• [Exercise objective]
Transcribe all of the records word for word, but omit the pictures.

—————

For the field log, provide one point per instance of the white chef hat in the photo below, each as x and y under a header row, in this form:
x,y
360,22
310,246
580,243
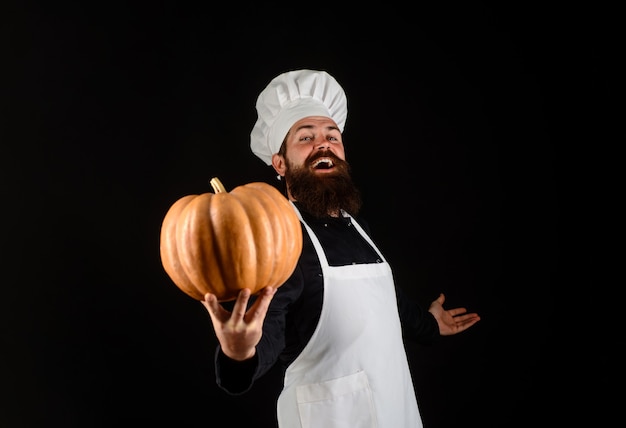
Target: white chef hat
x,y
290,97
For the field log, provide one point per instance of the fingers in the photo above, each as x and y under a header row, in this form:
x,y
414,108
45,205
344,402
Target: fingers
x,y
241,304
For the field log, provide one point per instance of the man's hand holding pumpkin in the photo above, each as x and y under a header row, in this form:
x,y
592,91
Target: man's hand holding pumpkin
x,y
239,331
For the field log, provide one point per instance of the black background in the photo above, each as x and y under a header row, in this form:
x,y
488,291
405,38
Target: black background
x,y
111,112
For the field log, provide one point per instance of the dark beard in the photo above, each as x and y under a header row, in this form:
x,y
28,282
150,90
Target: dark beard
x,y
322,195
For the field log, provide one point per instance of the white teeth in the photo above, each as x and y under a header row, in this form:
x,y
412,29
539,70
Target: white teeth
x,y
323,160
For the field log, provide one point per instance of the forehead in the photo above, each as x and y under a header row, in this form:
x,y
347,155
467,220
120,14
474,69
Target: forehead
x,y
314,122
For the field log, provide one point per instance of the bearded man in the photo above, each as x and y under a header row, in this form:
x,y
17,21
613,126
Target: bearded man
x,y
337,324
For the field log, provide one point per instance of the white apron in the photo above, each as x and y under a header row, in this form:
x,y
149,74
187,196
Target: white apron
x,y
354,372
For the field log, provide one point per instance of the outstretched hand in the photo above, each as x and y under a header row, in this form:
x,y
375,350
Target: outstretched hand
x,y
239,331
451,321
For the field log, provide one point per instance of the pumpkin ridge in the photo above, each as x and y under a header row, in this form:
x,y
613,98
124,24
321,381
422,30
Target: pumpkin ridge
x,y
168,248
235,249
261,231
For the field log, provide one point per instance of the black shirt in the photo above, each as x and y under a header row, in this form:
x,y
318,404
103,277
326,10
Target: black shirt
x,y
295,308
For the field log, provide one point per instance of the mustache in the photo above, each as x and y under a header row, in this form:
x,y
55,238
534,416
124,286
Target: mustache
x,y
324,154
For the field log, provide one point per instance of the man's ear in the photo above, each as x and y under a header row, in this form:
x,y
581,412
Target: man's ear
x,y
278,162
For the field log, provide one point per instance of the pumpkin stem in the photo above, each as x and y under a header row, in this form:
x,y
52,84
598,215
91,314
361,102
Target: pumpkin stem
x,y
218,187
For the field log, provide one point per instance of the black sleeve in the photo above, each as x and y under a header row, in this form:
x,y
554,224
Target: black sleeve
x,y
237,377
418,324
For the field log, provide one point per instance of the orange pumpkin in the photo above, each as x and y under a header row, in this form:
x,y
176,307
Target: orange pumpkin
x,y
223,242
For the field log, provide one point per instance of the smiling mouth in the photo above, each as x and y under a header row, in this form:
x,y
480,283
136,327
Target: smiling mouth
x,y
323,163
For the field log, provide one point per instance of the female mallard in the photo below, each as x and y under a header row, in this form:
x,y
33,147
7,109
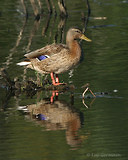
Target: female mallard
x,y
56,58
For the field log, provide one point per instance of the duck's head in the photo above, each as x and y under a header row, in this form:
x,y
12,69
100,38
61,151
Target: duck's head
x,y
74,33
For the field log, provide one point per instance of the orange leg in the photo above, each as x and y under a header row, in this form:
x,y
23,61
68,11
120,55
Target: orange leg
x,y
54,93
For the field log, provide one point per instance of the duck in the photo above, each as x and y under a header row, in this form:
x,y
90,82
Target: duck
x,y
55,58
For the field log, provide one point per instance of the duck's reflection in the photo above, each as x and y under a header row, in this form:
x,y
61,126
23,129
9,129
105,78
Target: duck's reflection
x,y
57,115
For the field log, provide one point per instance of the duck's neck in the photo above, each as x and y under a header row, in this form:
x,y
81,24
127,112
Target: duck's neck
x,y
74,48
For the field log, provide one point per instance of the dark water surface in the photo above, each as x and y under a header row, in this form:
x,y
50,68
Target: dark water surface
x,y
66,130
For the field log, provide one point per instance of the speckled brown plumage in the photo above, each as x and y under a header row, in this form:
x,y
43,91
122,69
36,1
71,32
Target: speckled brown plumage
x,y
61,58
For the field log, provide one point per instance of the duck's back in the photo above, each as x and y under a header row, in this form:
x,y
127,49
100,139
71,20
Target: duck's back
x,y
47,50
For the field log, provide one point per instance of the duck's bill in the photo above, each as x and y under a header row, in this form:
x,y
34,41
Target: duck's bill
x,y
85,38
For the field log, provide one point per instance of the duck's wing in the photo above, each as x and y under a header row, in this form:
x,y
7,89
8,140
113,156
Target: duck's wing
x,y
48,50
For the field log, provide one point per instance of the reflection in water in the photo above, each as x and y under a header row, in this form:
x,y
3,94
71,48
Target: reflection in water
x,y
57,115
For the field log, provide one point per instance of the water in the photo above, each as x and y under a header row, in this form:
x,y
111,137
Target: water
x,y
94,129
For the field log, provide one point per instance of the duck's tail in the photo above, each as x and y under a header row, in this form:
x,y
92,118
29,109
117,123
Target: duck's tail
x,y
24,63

—————

• [Exercise output]
For the field log, provide one point per instance of the white chef hat in the photo below, each as x and y under a header row, in this form:
x,y
360,22
310,246
580,243
Target: white chef hat
x,y
290,97
For the field log, provide one point per instance of the fingers in the photo above, each as x and y under a header row, in this form:
x,y
414,108
45,205
344,402
Target: fingers
x,y
241,304
For the field log, provide one point per instance of the man's hand holding pumpkin in the photo above, each as x and y under a header row, in this form:
x,y
592,91
Target: man's hand holding pumpkin
x,y
239,331
For the field log, provide one point per instance of the black background in the photo above, each as x and y under a header row, in this form:
x,y
488,291
405,38
Target: black background
x,y
111,112
For the field log, provide one point per instance of the dark beard in the photo above, each as x and y under a header row, in this form:
x,y
28,282
150,90
Target: dark beard
x,y
322,195
For the field log, provide one point per instance of the white teeth in the photo above, each as x and y under a header row, in this form:
x,y
412,29
539,70
Target: white teeth
x,y
323,160
For the field log, provide one point per instance of the forehead in the photo above, each as x and y under a header row, in this form:
x,y
347,155
467,220
120,14
474,69
Target: forehead
x,y
314,122
For the field log, provide one point per instance of the bearded man in the photo above, each as x and y under a header row, in this form:
x,y
17,21
613,126
Target: bearded man
x,y
337,324
For the field log, provide one point per instance of the white apron in the photo above, each as x and y under a header row, in this form:
x,y
149,74
187,196
Target: white apron
x,y
354,372
For the field log, provide one point per instance of the outstretched hand in the photo above, each as x and y under a header row, in this form:
x,y
375,350
Target: outstretched hand
x,y
239,331
451,321
For the field log, provide one point per instance of the pumpkin ridge in the photo above, each as x and y under a header row, in this form:
x,y
613,98
124,24
321,381
422,30
Target: pumpkin ridge
x,y
168,248
235,249
261,231
For the field log, provide one point per instance of the black shirt in the photo above, each as x and y under a header row, in this form:
x,y
318,404
103,277
326,10
Target: black shirt
x,y
295,308
For the field log, provide one point per instance of the mustache in the photo above, each as x and y under a header row, in this form:
x,y
55,238
534,416
124,286
Target: mustache
x,y
324,154
For the field log, provide one point per instance of the man's ear in the photo above, each as x and y under a header row, in this form:
x,y
581,412
Target: man's ear
x,y
278,162
For the field log, provide one point per instance of the pumpkin stem in the photo above, each as x and y under a header row, in this form:
x,y
52,84
598,215
91,314
361,102
Target: pumpkin stem
x,y
218,187
For the field log, provide one point per instance of the black sleeve in the photo above, each as x and y under a header row, in this form:
x,y
554,224
Target: black sleeve
x,y
237,377
418,324
For the field log, provide one point per instance of the orange pumpkin in the photo above, each as x and y under a header row, in this form:
x,y
176,307
Target: orange pumpkin
x,y
223,242
For the field log, provide one point per instance of the smiling mouth in the photo above, each as x and y under a header row, in this form:
x,y
480,283
136,327
Target: smiling mouth
x,y
323,163
For the field log, provide one point per instance of the female mallard in the photo below, each as x and y under a header row, in this form:
x,y
33,147
7,109
Target: female mallard
x,y
56,58
For the field log, provide one point per instance of the duck's head in the photo above, each as x and y under a header row, in this form:
x,y
12,69
100,38
61,151
Target: duck's head
x,y
74,33
For the field log, provide one point per instance of the orange leg in the photo above, each as x and y under a header row, in this form:
x,y
23,61
68,11
120,55
Target: orange leg
x,y
54,93
For the field log, provide one point per instance of the duck in the photo above, each as x and y under a header row, in this form:
x,y
90,82
Target: duck
x,y
55,58
For the field log, provide one point per instance of the duck's reflection in the photo above, each as x and y under a header row, in this form:
x,y
61,126
23,129
9,129
105,78
Target: duck's reflection
x,y
57,115
For the field log, provide one point per instance of the duck's neck in the photo above, each as x and y under a header row, in this form:
x,y
81,24
127,112
Target: duck's neck
x,y
74,48
For the field log, provide one point per instance of the dark water surface in the photo above, each as x and y under a header row, in this form:
x,y
50,68
Target: dark water surface
x,y
66,130
For the field log, provide one point per instance of the speckled brown plumage in the photo above, each as x and y under a header row, in this form:
x,y
43,91
122,69
36,1
71,32
Target: speckled brown plumage
x,y
61,58
For the field log, provide one point per instance of the duck's back in the photo above, each as x and y under a header row, in this form:
x,y
127,49
100,139
71,20
Target: duck's back
x,y
47,50
For the field log, provide one point per instance of the duck's bill in the photo above, each as x and y under a header row, in this form:
x,y
34,41
Target: duck's bill
x,y
85,38
For the field log, provide one point per instance of the duck's wing in the photo above, each as x and y under a header row, in this form:
x,y
7,89
8,140
113,156
Target: duck's wing
x,y
48,50
For the field log, provide one point per instance of the reflection in water in the photo above, each as x and y under a header row, in this form:
x,y
3,94
71,48
Target: reflection in water
x,y
57,115
For the field log, provide one point per instance of the water in the photo above, each as x and y under a header row, in this form:
x,y
111,137
Target: water
x,y
94,129
For the field log, provide one point per instance of the duck's tail in the photo above, each as x and y under a header row, in this form:
x,y
92,118
29,109
117,123
Target: duck's tail
x,y
24,63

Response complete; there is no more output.